WORK TO BE COMPLETED
Copy the listing below word for word, starting at its first line and continuing up to and including the line with "column 403, row 206".

SOURCE RECORDS
╭──

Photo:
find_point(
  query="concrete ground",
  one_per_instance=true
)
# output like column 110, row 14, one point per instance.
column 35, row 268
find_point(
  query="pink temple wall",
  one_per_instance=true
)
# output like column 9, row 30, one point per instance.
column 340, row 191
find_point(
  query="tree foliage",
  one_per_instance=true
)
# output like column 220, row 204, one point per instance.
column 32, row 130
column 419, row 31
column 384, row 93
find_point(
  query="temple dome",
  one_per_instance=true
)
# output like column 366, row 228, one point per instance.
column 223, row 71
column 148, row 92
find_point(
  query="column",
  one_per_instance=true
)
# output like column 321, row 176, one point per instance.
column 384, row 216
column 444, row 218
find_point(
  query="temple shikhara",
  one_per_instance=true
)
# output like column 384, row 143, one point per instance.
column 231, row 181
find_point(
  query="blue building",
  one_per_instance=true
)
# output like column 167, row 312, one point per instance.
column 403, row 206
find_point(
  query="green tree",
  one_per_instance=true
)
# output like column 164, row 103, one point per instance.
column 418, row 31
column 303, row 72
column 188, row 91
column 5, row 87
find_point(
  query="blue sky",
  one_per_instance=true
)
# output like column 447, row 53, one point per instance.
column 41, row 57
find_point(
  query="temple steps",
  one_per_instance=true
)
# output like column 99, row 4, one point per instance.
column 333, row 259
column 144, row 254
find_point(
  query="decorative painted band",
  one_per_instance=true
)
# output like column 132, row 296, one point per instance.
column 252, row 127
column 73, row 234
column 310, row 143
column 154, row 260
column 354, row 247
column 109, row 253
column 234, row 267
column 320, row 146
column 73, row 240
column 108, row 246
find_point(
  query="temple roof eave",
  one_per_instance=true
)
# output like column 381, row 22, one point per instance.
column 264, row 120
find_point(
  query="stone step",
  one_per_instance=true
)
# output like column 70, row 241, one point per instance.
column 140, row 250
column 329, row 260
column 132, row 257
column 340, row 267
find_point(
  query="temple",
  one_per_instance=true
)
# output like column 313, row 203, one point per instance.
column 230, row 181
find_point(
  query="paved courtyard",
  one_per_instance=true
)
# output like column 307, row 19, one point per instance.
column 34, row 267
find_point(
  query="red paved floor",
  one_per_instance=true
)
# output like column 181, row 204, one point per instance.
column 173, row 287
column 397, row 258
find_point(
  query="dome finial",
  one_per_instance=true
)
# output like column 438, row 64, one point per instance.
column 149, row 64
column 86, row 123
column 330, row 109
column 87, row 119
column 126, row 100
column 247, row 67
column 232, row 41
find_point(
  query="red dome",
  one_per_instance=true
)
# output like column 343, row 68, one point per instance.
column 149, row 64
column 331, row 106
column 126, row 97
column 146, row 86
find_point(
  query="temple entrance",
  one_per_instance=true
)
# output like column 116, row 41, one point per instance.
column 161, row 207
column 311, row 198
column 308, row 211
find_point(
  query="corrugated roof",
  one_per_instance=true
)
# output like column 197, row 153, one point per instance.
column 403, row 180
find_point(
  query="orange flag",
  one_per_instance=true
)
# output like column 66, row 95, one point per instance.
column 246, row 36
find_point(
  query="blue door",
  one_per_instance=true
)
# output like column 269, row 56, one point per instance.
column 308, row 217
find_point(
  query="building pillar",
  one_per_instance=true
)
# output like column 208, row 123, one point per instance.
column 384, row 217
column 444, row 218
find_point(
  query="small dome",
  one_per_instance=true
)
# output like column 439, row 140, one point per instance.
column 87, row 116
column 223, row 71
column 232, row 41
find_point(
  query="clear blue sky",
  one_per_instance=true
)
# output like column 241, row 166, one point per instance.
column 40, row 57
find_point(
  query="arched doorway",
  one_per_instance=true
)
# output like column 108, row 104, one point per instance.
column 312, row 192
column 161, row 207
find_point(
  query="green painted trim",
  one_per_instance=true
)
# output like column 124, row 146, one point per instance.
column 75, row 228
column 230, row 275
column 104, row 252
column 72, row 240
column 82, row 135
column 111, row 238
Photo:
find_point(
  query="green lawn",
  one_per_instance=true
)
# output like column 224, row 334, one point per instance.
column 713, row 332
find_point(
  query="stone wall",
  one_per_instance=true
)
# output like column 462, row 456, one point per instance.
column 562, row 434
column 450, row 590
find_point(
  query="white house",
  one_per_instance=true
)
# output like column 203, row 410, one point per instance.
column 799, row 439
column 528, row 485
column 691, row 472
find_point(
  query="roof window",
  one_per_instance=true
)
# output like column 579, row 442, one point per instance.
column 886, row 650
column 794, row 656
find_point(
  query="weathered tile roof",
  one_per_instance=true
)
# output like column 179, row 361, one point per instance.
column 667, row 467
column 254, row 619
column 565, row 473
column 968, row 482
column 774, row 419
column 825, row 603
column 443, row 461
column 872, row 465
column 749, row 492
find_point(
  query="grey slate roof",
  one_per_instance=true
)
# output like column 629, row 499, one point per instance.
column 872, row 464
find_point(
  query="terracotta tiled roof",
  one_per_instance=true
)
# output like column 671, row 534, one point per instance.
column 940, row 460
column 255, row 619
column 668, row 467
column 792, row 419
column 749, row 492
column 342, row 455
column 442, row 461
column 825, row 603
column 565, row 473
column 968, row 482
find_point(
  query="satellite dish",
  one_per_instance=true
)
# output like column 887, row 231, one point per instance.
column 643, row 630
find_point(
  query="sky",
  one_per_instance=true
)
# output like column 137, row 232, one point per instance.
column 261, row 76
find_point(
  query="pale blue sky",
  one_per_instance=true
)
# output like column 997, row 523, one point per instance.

╰──

THE RESULT
Photo:
find_point(
  query="concrete ground",
  one_per_instance=true
)
# output like column 110, row 14, one point per instance.
column 35, row 268
find_point(
  query="pink temple wall",
  one_per_instance=true
)
# output like column 9, row 30, one point per instance.
column 340, row 191
find_point(
  query="tree foliage",
  one_per_instance=true
)
# output like column 220, row 204, one point per instance.
column 32, row 130
column 419, row 31
column 384, row 93
find_point(
  query="temple dome",
  one_per_instance=true
)
# output like column 366, row 228, one point per instance.
column 223, row 71
column 148, row 92
find_point(
  query="column",
  one_per_instance=true
)
# output like column 321, row 176, one point per instance.
column 384, row 216
column 444, row 218
find_point(
  query="temple shikhara",
  one_per_instance=true
)
# output like column 384, row 143, one point per instance.
column 231, row 181
find_point(
  query="blue building",
  one_per_instance=true
)
# output like column 167, row 312, one point per instance.
column 403, row 206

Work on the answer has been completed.